[Start of section]

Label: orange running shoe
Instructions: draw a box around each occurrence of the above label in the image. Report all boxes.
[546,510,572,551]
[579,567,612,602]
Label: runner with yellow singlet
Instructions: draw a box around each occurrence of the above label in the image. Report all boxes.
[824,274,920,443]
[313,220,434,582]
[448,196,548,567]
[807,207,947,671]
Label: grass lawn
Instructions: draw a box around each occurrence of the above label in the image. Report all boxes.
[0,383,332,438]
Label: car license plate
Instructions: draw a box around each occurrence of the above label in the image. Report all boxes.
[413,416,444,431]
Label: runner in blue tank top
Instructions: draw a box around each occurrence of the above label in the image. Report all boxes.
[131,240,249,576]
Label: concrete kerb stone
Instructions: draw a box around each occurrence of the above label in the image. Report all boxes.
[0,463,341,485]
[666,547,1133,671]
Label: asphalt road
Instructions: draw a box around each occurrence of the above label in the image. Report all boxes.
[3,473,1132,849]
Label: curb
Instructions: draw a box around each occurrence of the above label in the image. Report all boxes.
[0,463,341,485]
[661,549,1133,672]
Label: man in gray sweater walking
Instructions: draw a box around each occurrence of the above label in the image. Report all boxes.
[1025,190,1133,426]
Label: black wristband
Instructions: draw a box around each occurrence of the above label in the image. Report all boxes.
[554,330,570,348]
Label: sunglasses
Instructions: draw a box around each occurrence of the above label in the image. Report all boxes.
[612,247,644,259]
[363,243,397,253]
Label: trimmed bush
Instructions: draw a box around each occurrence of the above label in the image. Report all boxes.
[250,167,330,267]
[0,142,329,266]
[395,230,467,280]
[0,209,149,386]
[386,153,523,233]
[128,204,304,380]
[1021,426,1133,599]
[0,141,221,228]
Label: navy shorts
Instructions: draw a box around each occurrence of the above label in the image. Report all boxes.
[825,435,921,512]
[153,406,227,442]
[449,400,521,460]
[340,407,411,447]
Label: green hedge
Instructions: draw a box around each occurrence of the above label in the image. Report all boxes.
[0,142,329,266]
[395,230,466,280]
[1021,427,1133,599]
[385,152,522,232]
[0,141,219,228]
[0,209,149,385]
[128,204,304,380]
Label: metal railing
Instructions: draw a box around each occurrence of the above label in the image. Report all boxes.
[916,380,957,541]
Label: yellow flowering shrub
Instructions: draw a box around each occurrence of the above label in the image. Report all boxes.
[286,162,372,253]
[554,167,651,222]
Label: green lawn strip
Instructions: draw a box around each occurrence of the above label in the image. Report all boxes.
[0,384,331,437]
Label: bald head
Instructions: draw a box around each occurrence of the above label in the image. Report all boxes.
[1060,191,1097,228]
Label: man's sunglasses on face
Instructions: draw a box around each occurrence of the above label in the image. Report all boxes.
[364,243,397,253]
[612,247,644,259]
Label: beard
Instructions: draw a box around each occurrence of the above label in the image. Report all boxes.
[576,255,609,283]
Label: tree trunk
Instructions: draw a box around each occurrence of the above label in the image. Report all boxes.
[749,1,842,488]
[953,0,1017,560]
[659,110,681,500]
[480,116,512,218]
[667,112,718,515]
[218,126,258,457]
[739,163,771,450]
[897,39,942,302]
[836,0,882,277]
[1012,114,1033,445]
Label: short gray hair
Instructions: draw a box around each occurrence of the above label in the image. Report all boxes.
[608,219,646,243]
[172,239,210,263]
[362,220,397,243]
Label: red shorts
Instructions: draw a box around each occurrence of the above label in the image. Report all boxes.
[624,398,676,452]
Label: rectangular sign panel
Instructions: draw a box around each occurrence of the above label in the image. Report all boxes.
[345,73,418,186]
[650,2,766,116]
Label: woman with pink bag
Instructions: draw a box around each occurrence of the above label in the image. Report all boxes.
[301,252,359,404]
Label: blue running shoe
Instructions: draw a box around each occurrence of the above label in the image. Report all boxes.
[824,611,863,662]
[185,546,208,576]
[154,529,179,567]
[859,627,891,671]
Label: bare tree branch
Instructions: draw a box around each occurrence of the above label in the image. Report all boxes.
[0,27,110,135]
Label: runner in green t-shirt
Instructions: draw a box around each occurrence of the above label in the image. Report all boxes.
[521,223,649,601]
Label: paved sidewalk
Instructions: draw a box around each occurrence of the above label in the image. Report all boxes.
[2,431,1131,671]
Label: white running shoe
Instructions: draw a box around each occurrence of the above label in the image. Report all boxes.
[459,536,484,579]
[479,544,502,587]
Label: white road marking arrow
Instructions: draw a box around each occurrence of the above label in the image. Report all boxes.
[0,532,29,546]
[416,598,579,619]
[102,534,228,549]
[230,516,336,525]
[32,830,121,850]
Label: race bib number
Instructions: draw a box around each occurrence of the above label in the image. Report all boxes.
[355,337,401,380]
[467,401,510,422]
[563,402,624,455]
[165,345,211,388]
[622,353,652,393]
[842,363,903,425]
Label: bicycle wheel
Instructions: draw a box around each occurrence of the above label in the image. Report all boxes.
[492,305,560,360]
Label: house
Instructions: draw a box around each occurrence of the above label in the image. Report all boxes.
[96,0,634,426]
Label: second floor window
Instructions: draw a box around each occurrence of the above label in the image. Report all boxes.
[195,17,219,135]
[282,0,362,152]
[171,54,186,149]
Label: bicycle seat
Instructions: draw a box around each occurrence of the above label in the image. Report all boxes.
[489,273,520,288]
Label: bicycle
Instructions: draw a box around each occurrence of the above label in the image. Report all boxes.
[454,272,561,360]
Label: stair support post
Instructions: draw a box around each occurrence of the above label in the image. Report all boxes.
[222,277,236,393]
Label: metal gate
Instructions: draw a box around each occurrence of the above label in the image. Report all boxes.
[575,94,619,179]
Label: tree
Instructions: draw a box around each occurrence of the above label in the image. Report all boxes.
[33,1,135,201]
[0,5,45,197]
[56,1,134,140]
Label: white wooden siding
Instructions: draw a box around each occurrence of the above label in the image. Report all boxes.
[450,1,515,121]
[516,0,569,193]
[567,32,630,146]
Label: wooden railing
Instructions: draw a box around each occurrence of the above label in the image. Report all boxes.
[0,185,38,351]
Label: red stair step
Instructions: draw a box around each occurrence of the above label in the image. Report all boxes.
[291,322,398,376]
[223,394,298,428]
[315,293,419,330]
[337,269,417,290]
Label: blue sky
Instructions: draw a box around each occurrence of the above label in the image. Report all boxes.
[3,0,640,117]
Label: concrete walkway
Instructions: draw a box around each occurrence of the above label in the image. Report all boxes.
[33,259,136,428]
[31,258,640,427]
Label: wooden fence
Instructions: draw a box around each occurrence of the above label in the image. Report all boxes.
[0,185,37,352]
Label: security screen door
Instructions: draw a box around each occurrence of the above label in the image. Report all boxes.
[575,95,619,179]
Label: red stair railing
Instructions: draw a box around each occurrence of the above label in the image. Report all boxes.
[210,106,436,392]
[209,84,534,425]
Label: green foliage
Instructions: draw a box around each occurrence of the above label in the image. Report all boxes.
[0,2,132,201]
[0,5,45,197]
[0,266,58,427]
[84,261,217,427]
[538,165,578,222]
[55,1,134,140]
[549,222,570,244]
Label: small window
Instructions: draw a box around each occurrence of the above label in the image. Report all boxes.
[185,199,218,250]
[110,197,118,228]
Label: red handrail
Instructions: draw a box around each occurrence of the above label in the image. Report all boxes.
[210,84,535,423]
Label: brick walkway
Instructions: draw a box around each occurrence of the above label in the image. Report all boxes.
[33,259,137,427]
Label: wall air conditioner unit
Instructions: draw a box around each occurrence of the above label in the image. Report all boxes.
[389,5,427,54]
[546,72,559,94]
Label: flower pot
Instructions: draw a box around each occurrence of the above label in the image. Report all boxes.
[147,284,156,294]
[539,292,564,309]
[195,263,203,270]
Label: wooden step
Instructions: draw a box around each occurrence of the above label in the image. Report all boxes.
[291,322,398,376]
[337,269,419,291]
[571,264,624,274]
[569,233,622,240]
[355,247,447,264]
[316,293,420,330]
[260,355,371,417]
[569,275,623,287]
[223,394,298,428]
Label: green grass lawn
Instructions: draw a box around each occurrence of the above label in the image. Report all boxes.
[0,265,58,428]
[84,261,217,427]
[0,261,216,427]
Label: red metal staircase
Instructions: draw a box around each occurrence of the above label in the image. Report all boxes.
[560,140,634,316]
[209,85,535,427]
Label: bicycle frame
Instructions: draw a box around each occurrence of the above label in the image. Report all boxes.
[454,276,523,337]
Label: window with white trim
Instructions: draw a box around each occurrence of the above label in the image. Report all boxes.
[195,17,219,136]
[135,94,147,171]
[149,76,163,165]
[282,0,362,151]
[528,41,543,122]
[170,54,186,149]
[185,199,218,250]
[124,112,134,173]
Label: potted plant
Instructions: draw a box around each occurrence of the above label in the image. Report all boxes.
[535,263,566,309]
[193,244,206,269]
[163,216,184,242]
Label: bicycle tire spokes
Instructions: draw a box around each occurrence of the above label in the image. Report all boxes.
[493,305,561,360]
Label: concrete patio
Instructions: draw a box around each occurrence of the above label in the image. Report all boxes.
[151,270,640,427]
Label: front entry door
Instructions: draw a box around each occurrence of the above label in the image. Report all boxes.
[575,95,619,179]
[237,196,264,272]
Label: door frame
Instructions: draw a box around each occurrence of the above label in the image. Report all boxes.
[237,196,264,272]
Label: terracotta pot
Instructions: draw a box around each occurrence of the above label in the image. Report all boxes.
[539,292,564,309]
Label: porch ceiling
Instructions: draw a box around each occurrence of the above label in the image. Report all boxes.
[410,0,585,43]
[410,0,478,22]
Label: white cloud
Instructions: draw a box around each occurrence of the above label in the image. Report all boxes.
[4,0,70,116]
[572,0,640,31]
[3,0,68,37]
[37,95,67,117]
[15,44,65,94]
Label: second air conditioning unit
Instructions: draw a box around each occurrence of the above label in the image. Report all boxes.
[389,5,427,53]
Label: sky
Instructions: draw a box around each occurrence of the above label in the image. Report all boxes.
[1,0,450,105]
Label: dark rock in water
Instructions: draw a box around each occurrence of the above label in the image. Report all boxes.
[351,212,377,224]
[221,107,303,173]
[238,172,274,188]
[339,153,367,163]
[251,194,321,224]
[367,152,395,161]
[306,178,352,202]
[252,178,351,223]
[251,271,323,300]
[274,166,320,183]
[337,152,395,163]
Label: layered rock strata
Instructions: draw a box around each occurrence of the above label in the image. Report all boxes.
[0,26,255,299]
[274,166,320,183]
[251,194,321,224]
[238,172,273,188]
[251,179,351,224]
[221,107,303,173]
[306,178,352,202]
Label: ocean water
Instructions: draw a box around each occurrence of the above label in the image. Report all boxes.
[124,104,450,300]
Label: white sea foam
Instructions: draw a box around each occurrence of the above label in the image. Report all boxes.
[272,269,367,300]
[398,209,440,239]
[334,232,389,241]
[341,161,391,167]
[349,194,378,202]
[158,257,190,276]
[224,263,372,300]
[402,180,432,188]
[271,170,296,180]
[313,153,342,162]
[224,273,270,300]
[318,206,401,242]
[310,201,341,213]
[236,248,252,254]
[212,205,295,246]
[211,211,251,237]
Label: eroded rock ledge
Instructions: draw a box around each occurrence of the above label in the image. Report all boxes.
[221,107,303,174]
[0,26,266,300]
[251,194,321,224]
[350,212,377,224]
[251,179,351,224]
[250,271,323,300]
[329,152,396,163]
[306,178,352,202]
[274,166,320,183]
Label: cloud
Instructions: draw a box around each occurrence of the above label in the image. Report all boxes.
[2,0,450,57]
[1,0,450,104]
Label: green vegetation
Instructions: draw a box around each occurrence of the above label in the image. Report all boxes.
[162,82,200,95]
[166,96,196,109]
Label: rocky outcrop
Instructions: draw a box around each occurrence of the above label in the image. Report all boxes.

[End of section]

**Task requirements**
Copy verbatim, from the listing above, each line from the one containing "Label: door frame" down to the one containing "Label: white cloud", inclusive.

**Answer to this problem**
Label: door frame
Instructions: draw a box around each occurrence of the above label in the image. Report all boxes.
[237,196,264,272]
Label: terracotta pot
Instructions: draw a box around each occurrence of the above label in the image. Report all boxes.
[539,292,564,309]
Label: porch ceiling
Instructions: draw a box around each occurrence of the above label in the image. Report all boxes.
[410,0,585,43]
[410,0,478,22]
Label: white cloud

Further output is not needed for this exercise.